To be done - Can you copy out the data exactly? Leave the images out.

● ● ● ●

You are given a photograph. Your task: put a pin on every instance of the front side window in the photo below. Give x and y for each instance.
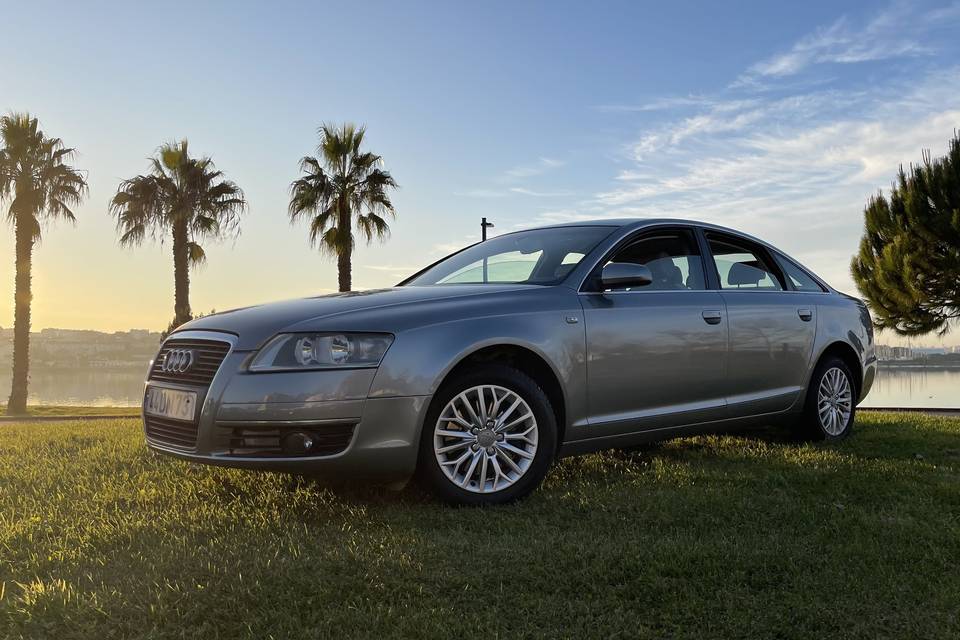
(671, 256)
(800, 279)
(740, 266)
(538, 256)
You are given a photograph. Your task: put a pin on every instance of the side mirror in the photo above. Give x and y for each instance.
(619, 275)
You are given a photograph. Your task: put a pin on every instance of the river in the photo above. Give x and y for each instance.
(914, 387)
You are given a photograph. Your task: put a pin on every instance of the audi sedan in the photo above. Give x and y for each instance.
(482, 369)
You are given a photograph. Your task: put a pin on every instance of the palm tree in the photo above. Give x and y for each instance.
(40, 185)
(342, 186)
(186, 197)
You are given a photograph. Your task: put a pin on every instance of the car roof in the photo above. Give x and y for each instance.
(632, 224)
(639, 223)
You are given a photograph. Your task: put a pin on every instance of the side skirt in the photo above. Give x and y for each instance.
(590, 445)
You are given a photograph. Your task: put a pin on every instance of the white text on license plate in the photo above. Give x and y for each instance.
(170, 403)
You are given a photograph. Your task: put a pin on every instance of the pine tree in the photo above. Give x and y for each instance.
(908, 266)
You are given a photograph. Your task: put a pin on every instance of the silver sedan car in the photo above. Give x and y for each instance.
(479, 371)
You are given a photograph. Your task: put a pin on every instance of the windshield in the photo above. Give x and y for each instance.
(539, 256)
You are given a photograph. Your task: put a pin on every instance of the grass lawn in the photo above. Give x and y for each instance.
(748, 536)
(58, 410)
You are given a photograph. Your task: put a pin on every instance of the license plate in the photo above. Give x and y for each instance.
(170, 403)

● ● ● ●

Written reply -
You are given a photograph. Your task: put a pin on every instance of the front side window in the photo below. Give x and y for each instance.
(671, 256)
(800, 279)
(740, 266)
(538, 256)
You are given a photograph. Your task: put a pin on every instance of the side mirror in the photo above. Give x and y for each instance.
(619, 275)
You are given a photograph. Your task: put a pin on every instance of the river in the photo above. Give x and y for each instance.
(914, 387)
You are given a photograph. Your task: put a pin on every instance of the audi sedan in the photo above. Give x and y for each instance.
(482, 369)
You are given a photograph. Your task: put a pin on every instance of the palm tree in the photo above. Give x and y for each instance.
(40, 185)
(342, 186)
(186, 197)
You are given a photograph. Your task: put a pin on every instance of the car roof in the photo above. Give x and y for each instance.
(632, 224)
(639, 223)
You are given a photograph. Your task: put a pin on every instance of the side skirt in the photo above. Give x and y for each instance.
(590, 445)
You are given a photograph. Your task: put a pin on every instance of the white text on license plate in the photo above. Give x and y for each instance.
(170, 403)
You are given a photograph. Your task: put a pin on every instance of the pine tree in the photo above. Give x and y for each instance.
(908, 266)
You are given a photograph. Your task: put a pin on every instance of the silver sedan car in the photo above. Give x and y for each instance.
(479, 371)
You are given a photograph. Your task: put a pin on every instance of the windshield in the photo above. Give x and y for each instance.
(539, 256)
You are given a photograph. Your task: put a pin on every instance of the grass lawn in the photo above. Give x and y for each instance.
(748, 536)
(58, 410)
You are given a photograph. Your task: put a pin on every instance of the license plate in the photo above. Give x and y for each instance.
(170, 403)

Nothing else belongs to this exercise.